Exercise data
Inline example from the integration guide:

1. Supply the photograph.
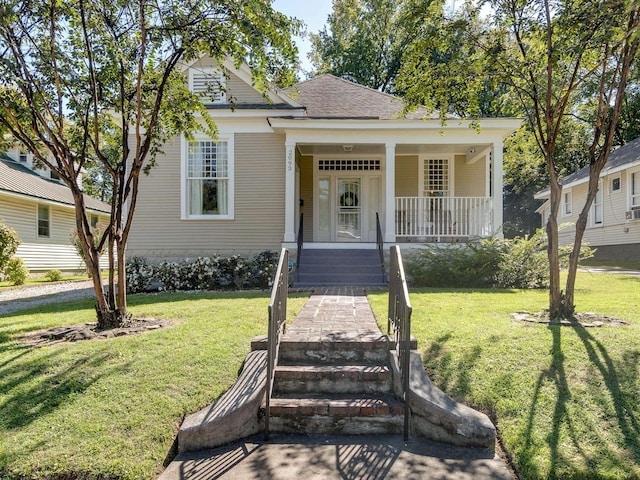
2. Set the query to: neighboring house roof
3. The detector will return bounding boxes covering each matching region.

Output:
[535,137,640,199]
[285,73,438,120]
[0,156,111,213]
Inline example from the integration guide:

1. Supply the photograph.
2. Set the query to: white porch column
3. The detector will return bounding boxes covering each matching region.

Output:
[384,143,396,243]
[284,141,296,242]
[492,140,504,239]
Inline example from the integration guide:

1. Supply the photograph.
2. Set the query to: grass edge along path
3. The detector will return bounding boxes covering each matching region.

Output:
[0,292,306,480]
[369,272,640,480]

Work required
Format the lines above, starting at the first line and ending at the line that contains "[492,140,504,239]", as a numbered list. Skip the blank lines and leave out the picture.

Solution to the problem
1. Inline example from the integration guide:
2. 1. Supply the photograph.
3. 2. Set the query to: neighboring house roof
4. 3. The detector will return bounding boxes covering each matching region.
5. Output:
6. [535,137,640,199]
7. [285,73,438,120]
8. [0,156,111,213]
9. Inline example from the integration guide:
10. 1. Supply the photograph.
11. 2. Set the query to: white porch column
12. 3. The detector will return bounding boxes covering each matching region.
13. Output:
14. [384,143,396,243]
15. [284,141,296,242]
16. [492,140,504,239]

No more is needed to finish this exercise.